Skip the pictures. Reproduce all other material exactly.

· · · · ·

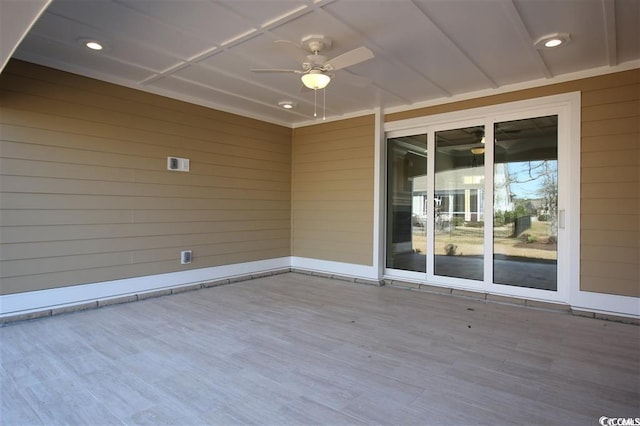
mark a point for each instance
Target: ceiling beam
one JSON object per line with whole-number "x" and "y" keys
{"x": 521, "y": 29}
{"x": 609, "y": 14}
{"x": 454, "y": 46}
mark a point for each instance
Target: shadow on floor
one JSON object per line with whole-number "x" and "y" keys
{"x": 510, "y": 270}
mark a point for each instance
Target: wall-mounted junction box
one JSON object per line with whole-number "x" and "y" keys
{"x": 178, "y": 164}
{"x": 185, "y": 257}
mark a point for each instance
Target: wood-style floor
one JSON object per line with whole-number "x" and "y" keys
{"x": 299, "y": 349}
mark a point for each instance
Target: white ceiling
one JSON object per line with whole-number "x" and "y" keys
{"x": 202, "y": 51}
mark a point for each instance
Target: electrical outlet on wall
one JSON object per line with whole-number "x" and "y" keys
{"x": 185, "y": 257}
{"x": 177, "y": 164}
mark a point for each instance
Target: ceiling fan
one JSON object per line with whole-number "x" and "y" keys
{"x": 316, "y": 72}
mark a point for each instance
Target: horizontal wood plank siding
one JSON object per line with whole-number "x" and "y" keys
{"x": 610, "y": 174}
{"x": 610, "y": 252}
{"x": 86, "y": 196}
{"x": 332, "y": 192}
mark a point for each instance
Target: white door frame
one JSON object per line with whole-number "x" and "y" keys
{"x": 567, "y": 107}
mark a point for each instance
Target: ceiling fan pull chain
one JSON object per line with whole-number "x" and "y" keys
{"x": 315, "y": 98}
{"x": 324, "y": 104}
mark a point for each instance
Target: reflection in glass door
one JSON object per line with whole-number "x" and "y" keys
{"x": 458, "y": 205}
{"x": 407, "y": 203}
{"x": 525, "y": 198}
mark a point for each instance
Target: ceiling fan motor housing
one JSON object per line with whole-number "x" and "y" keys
{"x": 316, "y": 43}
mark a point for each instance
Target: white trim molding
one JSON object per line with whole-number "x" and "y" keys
{"x": 58, "y": 298}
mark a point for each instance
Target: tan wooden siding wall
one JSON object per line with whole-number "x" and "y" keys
{"x": 86, "y": 196}
{"x": 610, "y": 174}
{"x": 332, "y": 192}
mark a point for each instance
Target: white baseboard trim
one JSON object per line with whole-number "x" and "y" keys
{"x": 48, "y": 302}
{"x": 330, "y": 268}
{"x": 609, "y": 304}
{"x": 33, "y": 301}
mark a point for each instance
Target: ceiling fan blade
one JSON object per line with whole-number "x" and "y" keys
{"x": 277, "y": 70}
{"x": 349, "y": 58}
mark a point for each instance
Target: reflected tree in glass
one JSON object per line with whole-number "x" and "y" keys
{"x": 525, "y": 192}
{"x": 458, "y": 205}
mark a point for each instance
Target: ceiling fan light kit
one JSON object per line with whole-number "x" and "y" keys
{"x": 316, "y": 70}
{"x": 315, "y": 80}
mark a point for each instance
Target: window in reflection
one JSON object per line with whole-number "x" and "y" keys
{"x": 459, "y": 210}
{"x": 525, "y": 219}
{"x": 406, "y": 203}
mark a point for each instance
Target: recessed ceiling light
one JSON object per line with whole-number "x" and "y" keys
{"x": 552, "y": 40}
{"x": 287, "y": 104}
{"x": 92, "y": 44}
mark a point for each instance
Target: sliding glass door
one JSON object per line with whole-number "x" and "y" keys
{"x": 525, "y": 203}
{"x": 407, "y": 203}
{"x": 458, "y": 203}
{"x": 477, "y": 203}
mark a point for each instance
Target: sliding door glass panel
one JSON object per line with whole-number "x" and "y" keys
{"x": 407, "y": 203}
{"x": 459, "y": 210}
{"x": 525, "y": 198}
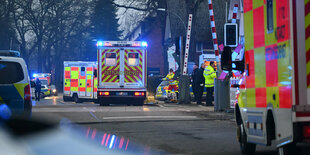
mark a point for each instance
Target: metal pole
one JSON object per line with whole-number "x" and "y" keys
{"x": 181, "y": 54}
{"x": 226, "y": 14}
{"x": 214, "y": 37}
{"x": 187, "y": 44}
{"x": 10, "y": 43}
{"x": 179, "y": 19}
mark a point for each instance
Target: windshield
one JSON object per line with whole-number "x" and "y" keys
{"x": 44, "y": 82}
{"x": 11, "y": 72}
{"x": 218, "y": 77}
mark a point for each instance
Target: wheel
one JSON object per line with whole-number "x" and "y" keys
{"x": 76, "y": 98}
{"x": 246, "y": 148}
{"x": 138, "y": 102}
{"x": 42, "y": 96}
{"x": 287, "y": 149}
{"x": 27, "y": 109}
{"x": 67, "y": 99}
{"x": 103, "y": 103}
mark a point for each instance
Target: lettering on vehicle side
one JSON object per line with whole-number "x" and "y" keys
{"x": 276, "y": 52}
{"x": 121, "y": 73}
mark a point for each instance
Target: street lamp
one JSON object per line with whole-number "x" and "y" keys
{"x": 163, "y": 9}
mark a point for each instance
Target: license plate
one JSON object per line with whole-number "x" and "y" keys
{"x": 122, "y": 93}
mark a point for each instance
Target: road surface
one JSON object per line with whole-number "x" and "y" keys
{"x": 168, "y": 128}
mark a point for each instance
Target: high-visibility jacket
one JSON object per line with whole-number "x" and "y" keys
{"x": 209, "y": 75}
{"x": 169, "y": 77}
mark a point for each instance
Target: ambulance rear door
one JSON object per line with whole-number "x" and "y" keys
{"x": 133, "y": 68}
{"x": 109, "y": 67}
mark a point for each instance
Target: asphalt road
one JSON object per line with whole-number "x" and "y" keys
{"x": 167, "y": 128}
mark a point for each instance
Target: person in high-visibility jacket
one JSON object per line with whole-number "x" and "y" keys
{"x": 173, "y": 83}
{"x": 209, "y": 75}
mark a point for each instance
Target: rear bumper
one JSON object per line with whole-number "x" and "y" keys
{"x": 121, "y": 95}
{"x": 299, "y": 132}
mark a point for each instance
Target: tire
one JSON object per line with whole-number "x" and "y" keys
{"x": 287, "y": 149}
{"x": 246, "y": 148}
{"x": 76, "y": 98}
{"x": 67, "y": 99}
{"x": 138, "y": 102}
{"x": 27, "y": 110}
{"x": 42, "y": 96}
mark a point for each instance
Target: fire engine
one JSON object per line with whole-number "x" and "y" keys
{"x": 80, "y": 81}
{"x": 122, "y": 72}
{"x": 274, "y": 101}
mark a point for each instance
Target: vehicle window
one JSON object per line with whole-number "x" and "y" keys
{"x": 13, "y": 72}
{"x": 270, "y": 16}
{"x": 133, "y": 59}
{"x": 164, "y": 83}
{"x": 110, "y": 59}
{"x": 44, "y": 82}
{"x": 32, "y": 83}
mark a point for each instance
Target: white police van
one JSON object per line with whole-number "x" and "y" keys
{"x": 15, "y": 92}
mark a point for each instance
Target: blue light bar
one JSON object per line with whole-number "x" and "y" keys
{"x": 112, "y": 141}
{"x": 144, "y": 44}
{"x": 99, "y": 43}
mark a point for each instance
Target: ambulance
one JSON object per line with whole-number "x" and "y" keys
{"x": 122, "y": 72}
{"x": 80, "y": 81}
{"x": 273, "y": 106}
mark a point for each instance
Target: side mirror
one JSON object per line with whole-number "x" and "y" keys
{"x": 95, "y": 73}
{"x": 226, "y": 62}
{"x": 32, "y": 84}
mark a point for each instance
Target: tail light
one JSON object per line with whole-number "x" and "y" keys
{"x": 106, "y": 93}
{"x": 307, "y": 131}
{"x": 27, "y": 93}
{"x": 139, "y": 93}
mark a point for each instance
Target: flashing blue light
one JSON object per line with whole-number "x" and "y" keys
{"x": 144, "y": 44}
{"x": 5, "y": 112}
{"x": 112, "y": 141}
{"x": 233, "y": 65}
{"x": 234, "y": 56}
{"x": 99, "y": 43}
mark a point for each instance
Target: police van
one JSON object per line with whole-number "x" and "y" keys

· · · · ·

In response:
mark a point for each instance
Target: ceiling beam
one JSON object per line with whole-number "x" and "y" keys
{"x": 521, "y": 29}
{"x": 609, "y": 14}
{"x": 454, "y": 46}
mark a point for each instance
Target: shadow on floor
one JSON object per line with whole-number "x" and "y" keys
{"x": 510, "y": 270}
mark a point for each instance
Target: wall-mounted junction box
one JSON object per line with whole-number "x" and "y" keys
{"x": 178, "y": 164}
{"x": 185, "y": 257}
mark a point for each instance
Target: wood-style floor
one JSON object per line with whole-number "x" and "y" keys
{"x": 299, "y": 349}
mark a point for each instance
Target: white ceiling
one JSON object per line with whole-number "x" and "y" keys
{"x": 202, "y": 51}
mark a point for each instance
Target: electrical outlet on wall
one JSON object per line with whole-number "x" and "y" keys
{"x": 185, "y": 257}
{"x": 177, "y": 164}
mark a point for each instance
Target: ceiling fan
one JSON object per line with whole-number "x" and "y" keys
{"x": 316, "y": 72}
mark a point for each instance
Target: horizontal wood plank siding
one JSON object per line with whole-number "x" and "y" keys
{"x": 610, "y": 174}
{"x": 610, "y": 252}
{"x": 86, "y": 196}
{"x": 332, "y": 192}
mark a point for each instance
Target: white door frame
one JSON object per line with whole-number "x" and "y" keys
{"x": 567, "y": 107}
mark a point for each instance
Target: ceiling fan pull chain
one JSON object per line with whole-number "x" and "y" keys
{"x": 315, "y": 98}
{"x": 324, "y": 104}
mark a point for each instance
Target: reflection in glass door
one JSON object per line with whole-number "x" and "y" keys
{"x": 458, "y": 205}
{"x": 407, "y": 203}
{"x": 525, "y": 198}
mark a point for each instance
Target: ceiling fan motor housing
one JSON object per line with whole-number "x" and "y" keys
{"x": 316, "y": 43}
mark a point for each instance
Target: white trim molding
one JSON object per line with whole-number "x" and "y" keys
{"x": 58, "y": 298}
mark a point for each instance
Target: tan wooden siding wall
one JSON object per line with whole-number "x" and "y" keys
{"x": 86, "y": 196}
{"x": 610, "y": 174}
{"x": 332, "y": 192}
mark a point for each instance
Target: white baseboard trim
one JSON object per line with whole-number "x" and "y" keys
{"x": 48, "y": 302}
{"x": 330, "y": 268}
{"x": 609, "y": 304}
{"x": 33, "y": 301}
mark a point for each instance
Target: ceiling fan blade
one JSON object per line with whole-number "x" and "y" keys
{"x": 277, "y": 70}
{"x": 349, "y": 58}
mark a point for each instance
Target: reflected tree in glass
one JSON object per line with whole-number "x" and "y" keys
{"x": 525, "y": 192}
{"x": 458, "y": 205}
mark a point for each instance
Target: ceiling fan light kit
one JSON object per line with whole-number "x" and "y" keys
{"x": 316, "y": 70}
{"x": 315, "y": 80}
mark a point for each instance
Target: window in reflection
one JSON object per line with whole-number "x" and "y" keys
{"x": 459, "y": 210}
{"x": 525, "y": 219}
{"x": 406, "y": 203}
mark a point for each instance
Target: recessed ceiling light
one JSON object per line with whole-number "x" and "y" keys
{"x": 552, "y": 40}
{"x": 287, "y": 104}
{"x": 92, "y": 44}
mark a point for each instance
Target: sliding glass door
one JSON object per line with whole-number "x" and "y" keys
{"x": 525, "y": 203}
{"x": 407, "y": 203}
{"x": 458, "y": 203}
{"x": 477, "y": 203}
mark a point for each instance
Target: sliding door glass panel
one JSON object per line with whole-number "x" and "y" keys
{"x": 407, "y": 203}
{"x": 459, "y": 210}
{"x": 525, "y": 198}
mark a point for each instance
Target: metal pole
one JSON object per line with whole-number "x" and "y" keys
{"x": 181, "y": 54}
{"x": 226, "y": 14}
{"x": 214, "y": 37}
{"x": 187, "y": 44}
{"x": 10, "y": 43}
{"x": 179, "y": 19}
mark a point for each instance
Target: windshield
one JSON object per line with whole-number "x" and "y" keys
{"x": 44, "y": 82}
{"x": 11, "y": 72}
{"x": 218, "y": 77}
mark a point for each instance
Target: wheel
one JSON object per line with whole-number "x" and "y" keys
{"x": 76, "y": 98}
{"x": 246, "y": 148}
{"x": 138, "y": 102}
{"x": 42, "y": 96}
{"x": 287, "y": 149}
{"x": 27, "y": 109}
{"x": 67, "y": 99}
{"x": 103, "y": 103}
mark a point for each instance
Target: lettering on vehicle side
one JSON object per line with whole-number "x" and "y" keys
{"x": 276, "y": 52}
{"x": 121, "y": 73}
mark a point for each instance
Target: street lamp
one JSON object per line with whole-number "x" and "y" keys
{"x": 163, "y": 9}
mark a point for each instance
Target: license plate
one JSON object per line with whole-number "x" and "y" keys
{"x": 122, "y": 93}
mark a point for each instance
Target: road surface
one JSON object per line with whole-number "x" and "y" keys
{"x": 168, "y": 128}
mark a point for each instance
Target: high-visibility jacket
one JSON object per line with whole-number "x" and "y" keys
{"x": 209, "y": 75}
{"x": 169, "y": 77}
mark a point for each instance
Target: ambulance rear door
one JSON object per line with whole-number "x" and "y" keys
{"x": 133, "y": 68}
{"x": 109, "y": 67}
mark a point for each instance
Target: asphalt road
one JSON object per line with whole-number "x" and "y" keys
{"x": 167, "y": 128}
mark a point for each instance
Target: person in high-visibility jacket
one JSON object per line with whole-number "x" and "y" keys
{"x": 173, "y": 83}
{"x": 209, "y": 75}
mark a point for each instance
Target: rear bumper
one JSON object per line with whole-number "x" and "y" keys
{"x": 121, "y": 95}
{"x": 299, "y": 132}
mark a point for each instance
Target: tire
one JSON object per line with whole-number "x" and "y" keys
{"x": 287, "y": 149}
{"x": 246, "y": 148}
{"x": 76, "y": 98}
{"x": 67, "y": 99}
{"x": 138, "y": 102}
{"x": 27, "y": 110}
{"x": 42, "y": 96}
mark a point for each instance
Target: fire engine
one JSON object per line with whole-number "x" and "y" keys
{"x": 80, "y": 81}
{"x": 122, "y": 72}
{"x": 274, "y": 101}
mark a point for each instance
Target: vehicle window
one JSON object per line with whole-number "x" and "y" keys
{"x": 13, "y": 72}
{"x": 270, "y": 16}
{"x": 133, "y": 59}
{"x": 164, "y": 83}
{"x": 110, "y": 59}
{"x": 44, "y": 82}
{"x": 32, "y": 83}
mark a point for each instance
Target: white police van
one JSON object per line with whole-number "x" and "y" keys
{"x": 15, "y": 92}
mark a point for each instance
Target: blue light bar
one JSON object per line with whole-number "x" and "y" keys
{"x": 112, "y": 141}
{"x": 144, "y": 44}
{"x": 99, "y": 43}
mark a point for each instance
Target: ambulance
one JSON object per line with whole-number "x" and "y" keys
{"x": 122, "y": 72}
{"x": 80, "y": 81}
{"x": 273, "y": 106}
mark a point for each instance
Target: side mirror
one JSON object per line with whole-number "x" and "y" keys
{"x": 95, "y": 73}
{"x": 226, "y": 62}
{"x": 32, "y": 84}
mark a point for each instance
Target: tail light
one JSON object per line with whole-number "x" and "y" keys
{"x": 106, "y": 93}
{"x": 307, "y": 131}
{"x": 27, "y": 93}
{"x": 139, "y": 93}
mark a point for each instance
Target: flashing blue light
one JSON object per line with whole-number "x" and "y" keys
{"x": 144, "y": 44}
{"x": 5, "y": 112}
{"x": 112, "y": 141}
{"x": 233, "y": 65}
{"x": 234, "y": 56}
{"x": 99, "y": 43}
mark a point for each instance
Target: police van
one JSON object per line with whole-number "x" and "y" keys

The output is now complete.